- Directions for this task: Continue the forum post below about how an ACME client should pick a renewal time with ACME Renewal Information (ARI), starting right after its last line.

- Text block:
Client Burden of Preemptive ARI Timing Selection

A new mechanism to ask the ACME2 server for a window within which to renew a certain valid certificate is called ACME Renewal Information (ARI).

The following source identifies a protocol transition in late April 2024 from draft-ietf-acme-ari-01 to draft-ietf-acme-ari-03: LE user ‘beautifulentropy’, “Discontinuing support for ACME clients using draft-ietf-acme-ari-01”, 19 Mar 2024, Discontinuing support for ACME clients using draft-ietf-acme-ari-01 .

The ARI-03 protocol is described in: Samantha Frank, webpage “An Engineer’s Guide to Integrating ARI into Existing ACME Clients”, 25 April 2024, An Engineer’s Guide to Integrating ARI into Existing ACME Clients - Let's Encrypt .

RFC 9773, “ACME Renewal Information (ARI) Extension”, June 2025 appears to be ARI, version 3.

The ARI-03 protocol is concerned about uniformly spreading out the load on the Certificate Authorities (CAs) ACME[2] server. I don't object to that idea in isolation, but in the real world of conflicting social objectives that goal seems to me to be unreasonably burdensome to client software design and implementation. This suggests to me the common pasture problem. CA rate limits will not be obviated by ARI or communal cooperation in an actual ecosystem.

Perhaps you have read some version of the online essay or ebook: Eric S. Raymond, “The Cathedral and the Bazaar”. (A source: The Cathedral and the Bazaar)

I am trying to understand how my personal ACME[2] client could use ARI. I have two design issues with the algorithm for time selection. I am aware that I am not a very knowledgeable programmer and ask for thoughtful philosophical or practical opinions. I have not (yet?) read all of RFC 9773. I have read all of Frank, “An Engineer’s Guide to Integrating ARI into Existing ACME Clients”. When I did, I had design concerns only with the section: “Step 5: Selecting a specific renewal time”.

Section “Step 5: Selecting a specific renewal time”:
draft-ietf-acme-ari provides a suggested algorithm for determining when to renew a certificate. This algorithm is not mandatory, but it is recommended.

  1. Select a uniform random time within the suggested window.
  2. If the selected time is in the past, attempt renewal immediately.
  3. Otherwise, if the client can schedule itself to attempt renewal at exactly the selected time, do so.
  4. Otherwise, if the selected time is before the next time that the client would wake up normally, attempt renewal immediately.
  5. Otherwise, sleep until the next normal wake time, re-check ARI, and return to “1.”

- Stored rows:
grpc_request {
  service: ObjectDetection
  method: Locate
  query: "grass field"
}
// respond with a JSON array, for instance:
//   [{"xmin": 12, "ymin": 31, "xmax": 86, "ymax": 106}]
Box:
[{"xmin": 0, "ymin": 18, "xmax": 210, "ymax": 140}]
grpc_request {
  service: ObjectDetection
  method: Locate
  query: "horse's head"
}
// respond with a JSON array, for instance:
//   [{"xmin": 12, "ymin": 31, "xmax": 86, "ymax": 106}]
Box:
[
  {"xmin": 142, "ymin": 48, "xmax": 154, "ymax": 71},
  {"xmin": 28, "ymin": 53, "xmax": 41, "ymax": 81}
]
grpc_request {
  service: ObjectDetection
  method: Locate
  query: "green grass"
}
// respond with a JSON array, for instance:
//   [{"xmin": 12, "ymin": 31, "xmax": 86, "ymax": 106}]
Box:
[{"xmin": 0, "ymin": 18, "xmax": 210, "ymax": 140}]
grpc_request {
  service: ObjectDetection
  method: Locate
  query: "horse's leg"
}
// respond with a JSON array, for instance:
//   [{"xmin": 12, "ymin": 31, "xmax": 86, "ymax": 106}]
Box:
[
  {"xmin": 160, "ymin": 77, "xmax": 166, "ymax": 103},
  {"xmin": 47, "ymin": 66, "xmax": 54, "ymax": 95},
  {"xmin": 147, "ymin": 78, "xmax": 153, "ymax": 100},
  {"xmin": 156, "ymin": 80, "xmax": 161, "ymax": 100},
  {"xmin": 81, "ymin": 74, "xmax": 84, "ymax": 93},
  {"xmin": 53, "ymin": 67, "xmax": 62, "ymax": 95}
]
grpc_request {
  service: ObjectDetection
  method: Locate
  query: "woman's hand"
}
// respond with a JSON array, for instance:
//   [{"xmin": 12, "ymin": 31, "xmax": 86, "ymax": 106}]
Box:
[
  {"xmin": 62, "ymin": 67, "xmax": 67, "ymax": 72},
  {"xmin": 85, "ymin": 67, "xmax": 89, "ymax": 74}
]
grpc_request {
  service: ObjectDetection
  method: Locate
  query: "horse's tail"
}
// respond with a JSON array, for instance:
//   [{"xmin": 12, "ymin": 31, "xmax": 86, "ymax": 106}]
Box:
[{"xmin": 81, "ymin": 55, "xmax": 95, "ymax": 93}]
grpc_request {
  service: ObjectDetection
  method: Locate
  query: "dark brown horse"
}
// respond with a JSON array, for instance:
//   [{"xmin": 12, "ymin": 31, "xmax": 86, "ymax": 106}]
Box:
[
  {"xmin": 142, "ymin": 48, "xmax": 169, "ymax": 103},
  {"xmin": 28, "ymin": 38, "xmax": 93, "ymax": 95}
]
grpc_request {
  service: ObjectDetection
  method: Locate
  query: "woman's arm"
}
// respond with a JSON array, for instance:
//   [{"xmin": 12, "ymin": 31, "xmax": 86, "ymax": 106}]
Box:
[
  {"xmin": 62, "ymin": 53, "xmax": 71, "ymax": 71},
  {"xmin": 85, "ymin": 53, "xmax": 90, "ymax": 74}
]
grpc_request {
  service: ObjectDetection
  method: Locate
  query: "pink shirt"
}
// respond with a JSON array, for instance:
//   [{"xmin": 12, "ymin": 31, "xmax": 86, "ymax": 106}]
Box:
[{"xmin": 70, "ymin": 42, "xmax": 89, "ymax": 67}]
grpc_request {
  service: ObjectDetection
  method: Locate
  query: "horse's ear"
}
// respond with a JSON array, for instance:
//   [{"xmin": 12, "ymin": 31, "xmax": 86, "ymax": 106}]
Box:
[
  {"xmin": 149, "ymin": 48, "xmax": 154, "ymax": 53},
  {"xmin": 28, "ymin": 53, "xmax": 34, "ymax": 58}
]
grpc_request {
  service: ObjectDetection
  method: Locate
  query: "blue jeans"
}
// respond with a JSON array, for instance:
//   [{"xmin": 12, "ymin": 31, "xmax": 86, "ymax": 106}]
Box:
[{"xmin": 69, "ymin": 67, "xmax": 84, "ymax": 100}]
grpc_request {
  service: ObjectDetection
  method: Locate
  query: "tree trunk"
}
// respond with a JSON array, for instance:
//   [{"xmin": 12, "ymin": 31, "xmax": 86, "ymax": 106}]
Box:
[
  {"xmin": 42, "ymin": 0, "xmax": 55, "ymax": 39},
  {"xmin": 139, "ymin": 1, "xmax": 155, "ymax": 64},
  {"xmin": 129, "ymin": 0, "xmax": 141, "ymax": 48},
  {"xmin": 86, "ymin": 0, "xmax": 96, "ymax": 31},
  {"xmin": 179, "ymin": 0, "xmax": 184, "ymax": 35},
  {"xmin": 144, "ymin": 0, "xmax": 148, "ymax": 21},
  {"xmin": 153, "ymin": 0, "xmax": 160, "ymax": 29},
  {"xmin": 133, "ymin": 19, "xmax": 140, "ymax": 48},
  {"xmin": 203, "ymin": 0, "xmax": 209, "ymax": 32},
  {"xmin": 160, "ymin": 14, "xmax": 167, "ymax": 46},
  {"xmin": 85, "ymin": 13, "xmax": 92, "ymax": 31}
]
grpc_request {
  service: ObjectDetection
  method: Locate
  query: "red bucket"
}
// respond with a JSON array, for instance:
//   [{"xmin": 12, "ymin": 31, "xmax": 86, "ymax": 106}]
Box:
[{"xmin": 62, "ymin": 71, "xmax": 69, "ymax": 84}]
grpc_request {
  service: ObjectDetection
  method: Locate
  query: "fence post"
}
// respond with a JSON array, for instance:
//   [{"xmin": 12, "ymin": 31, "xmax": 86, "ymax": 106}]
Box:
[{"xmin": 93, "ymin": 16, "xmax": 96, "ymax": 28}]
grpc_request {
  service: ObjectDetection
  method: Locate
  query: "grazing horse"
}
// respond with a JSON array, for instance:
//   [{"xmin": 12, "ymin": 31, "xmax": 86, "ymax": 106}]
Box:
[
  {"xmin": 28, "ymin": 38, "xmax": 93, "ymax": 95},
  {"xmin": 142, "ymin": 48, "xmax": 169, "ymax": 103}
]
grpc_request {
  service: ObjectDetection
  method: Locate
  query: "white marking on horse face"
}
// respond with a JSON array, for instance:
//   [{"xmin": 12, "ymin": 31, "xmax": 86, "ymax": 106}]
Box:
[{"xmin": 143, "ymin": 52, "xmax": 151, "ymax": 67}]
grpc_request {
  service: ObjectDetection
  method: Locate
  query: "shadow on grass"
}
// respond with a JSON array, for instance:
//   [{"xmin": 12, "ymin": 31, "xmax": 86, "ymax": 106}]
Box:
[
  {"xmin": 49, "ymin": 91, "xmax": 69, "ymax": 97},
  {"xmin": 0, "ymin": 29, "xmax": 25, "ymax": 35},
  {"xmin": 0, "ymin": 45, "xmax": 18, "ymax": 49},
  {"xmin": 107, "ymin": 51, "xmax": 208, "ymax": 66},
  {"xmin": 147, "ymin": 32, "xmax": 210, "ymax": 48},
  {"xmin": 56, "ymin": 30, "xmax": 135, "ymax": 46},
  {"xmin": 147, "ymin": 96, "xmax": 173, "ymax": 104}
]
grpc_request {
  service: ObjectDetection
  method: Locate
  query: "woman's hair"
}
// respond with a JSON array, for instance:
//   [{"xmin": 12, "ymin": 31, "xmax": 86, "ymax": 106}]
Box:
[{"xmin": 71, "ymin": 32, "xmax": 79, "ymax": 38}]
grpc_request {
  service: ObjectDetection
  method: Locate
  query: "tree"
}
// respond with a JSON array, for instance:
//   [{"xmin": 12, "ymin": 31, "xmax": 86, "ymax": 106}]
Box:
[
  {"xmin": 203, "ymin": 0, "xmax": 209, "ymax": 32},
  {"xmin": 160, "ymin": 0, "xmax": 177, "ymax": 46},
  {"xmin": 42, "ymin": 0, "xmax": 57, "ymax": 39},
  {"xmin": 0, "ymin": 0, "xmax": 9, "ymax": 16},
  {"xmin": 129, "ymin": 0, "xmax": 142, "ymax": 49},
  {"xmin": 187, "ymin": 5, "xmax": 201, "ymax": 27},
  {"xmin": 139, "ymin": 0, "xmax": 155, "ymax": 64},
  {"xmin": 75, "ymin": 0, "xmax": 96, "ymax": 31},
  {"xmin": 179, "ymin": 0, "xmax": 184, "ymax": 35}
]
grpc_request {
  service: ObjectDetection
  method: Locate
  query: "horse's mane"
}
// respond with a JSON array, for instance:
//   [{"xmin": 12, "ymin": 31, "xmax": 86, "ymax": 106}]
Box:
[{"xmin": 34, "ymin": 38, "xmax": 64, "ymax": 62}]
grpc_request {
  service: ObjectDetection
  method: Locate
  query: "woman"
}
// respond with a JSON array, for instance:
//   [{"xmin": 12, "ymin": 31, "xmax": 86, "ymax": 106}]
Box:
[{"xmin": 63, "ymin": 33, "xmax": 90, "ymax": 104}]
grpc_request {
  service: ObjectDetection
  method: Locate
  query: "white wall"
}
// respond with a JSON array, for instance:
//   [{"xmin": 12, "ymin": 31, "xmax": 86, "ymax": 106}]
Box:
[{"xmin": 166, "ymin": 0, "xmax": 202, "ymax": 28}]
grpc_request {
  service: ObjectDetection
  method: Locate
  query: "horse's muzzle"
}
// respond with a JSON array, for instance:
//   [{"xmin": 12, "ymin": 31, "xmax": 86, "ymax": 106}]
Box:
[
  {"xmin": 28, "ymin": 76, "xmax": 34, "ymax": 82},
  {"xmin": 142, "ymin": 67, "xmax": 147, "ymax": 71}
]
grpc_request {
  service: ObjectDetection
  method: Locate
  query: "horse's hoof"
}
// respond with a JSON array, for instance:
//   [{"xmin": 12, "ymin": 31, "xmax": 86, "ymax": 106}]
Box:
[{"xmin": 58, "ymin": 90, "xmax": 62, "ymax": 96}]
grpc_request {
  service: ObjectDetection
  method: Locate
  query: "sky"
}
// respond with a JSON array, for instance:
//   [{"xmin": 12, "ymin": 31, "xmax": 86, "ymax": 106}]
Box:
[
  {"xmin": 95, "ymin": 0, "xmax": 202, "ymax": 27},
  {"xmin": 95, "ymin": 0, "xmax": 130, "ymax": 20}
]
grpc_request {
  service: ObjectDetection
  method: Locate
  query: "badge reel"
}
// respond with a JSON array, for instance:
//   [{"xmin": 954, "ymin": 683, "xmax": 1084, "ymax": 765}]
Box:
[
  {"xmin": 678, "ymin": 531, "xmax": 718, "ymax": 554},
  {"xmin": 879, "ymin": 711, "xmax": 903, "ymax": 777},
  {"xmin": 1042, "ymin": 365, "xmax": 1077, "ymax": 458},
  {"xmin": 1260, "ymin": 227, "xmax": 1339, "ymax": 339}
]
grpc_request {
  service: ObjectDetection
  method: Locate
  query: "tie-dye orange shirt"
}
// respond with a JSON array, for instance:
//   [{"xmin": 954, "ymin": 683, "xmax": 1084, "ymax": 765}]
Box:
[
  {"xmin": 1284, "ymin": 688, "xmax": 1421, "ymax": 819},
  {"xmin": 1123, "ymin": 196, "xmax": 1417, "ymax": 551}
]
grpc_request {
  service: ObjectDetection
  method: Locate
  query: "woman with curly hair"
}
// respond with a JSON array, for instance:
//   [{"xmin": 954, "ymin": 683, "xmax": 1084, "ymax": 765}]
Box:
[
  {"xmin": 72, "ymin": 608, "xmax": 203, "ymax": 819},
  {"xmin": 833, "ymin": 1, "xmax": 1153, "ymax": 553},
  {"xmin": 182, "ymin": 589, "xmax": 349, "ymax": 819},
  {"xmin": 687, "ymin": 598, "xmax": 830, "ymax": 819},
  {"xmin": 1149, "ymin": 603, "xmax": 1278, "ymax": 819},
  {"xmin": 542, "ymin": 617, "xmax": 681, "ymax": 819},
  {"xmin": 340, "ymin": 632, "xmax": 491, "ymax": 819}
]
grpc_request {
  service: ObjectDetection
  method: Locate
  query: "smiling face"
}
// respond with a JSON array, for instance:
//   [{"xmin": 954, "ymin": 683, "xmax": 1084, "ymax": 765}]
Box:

- Output for this task:
For Lego, we implemented the above logic in the following function:

func (r *RenewalInfoResponse) ShouldRenewAt(now time.Time, willingToSleep time.Duration) *time.Time {

  // Explicitly convert all times to UTC.
  now = now.UTC()
  start := r.SuggestedWindow.Start.UTC()
  end := r.SuggestedWindow.End.UTC()

  // Select a uniform random time within the suggested window.
  window := end.Sub(start)
  randomDuration := time.Duration(rand.Int63n(int64(window)))
  rt := start.Add(randomDuration)

  // If the selected time is in the past, attempt renewal immediately.
  if rt.Before(now) {
    return &now
  }

  // Otherwise, if the client can schedule itself to attempt renewal at exactly the selected time, do so.
  willingToSleepUntil := now.Add(willingToSleep)
  if willingToSleepUntil.After(rt) || willingToSleepUntil.Equal(rt) {
    return &rt
  }

  // TODO: Otherwise, if the selected time is before the next time that the client would wake up normally, attempt renewal immediately.

  // Otherwise, sleep until the next normal wake time.

  return nil

}

I notice the phrase ‘not mandatory’. RFC 9776 has this:

Clients MUST attempt renewal at a time of their choosing based on the suggested renewal window. The following algorithm is RECOMMENDED for choosing a renewal time:

Notice two details of the example implementation from Frank, Step 5:

(1) Step 3 of the algorithm in Frank, the section for Step 5 is ‘if the client can schedule itself to attempt renewal at exactly the selected time, do so’. Without a master process or thread controlling worker processes or threads, the only ways to schedule for the exact time are to ‘tell the scheduler how to schedule’ or sleep the current process. The example seems to sleep the current process.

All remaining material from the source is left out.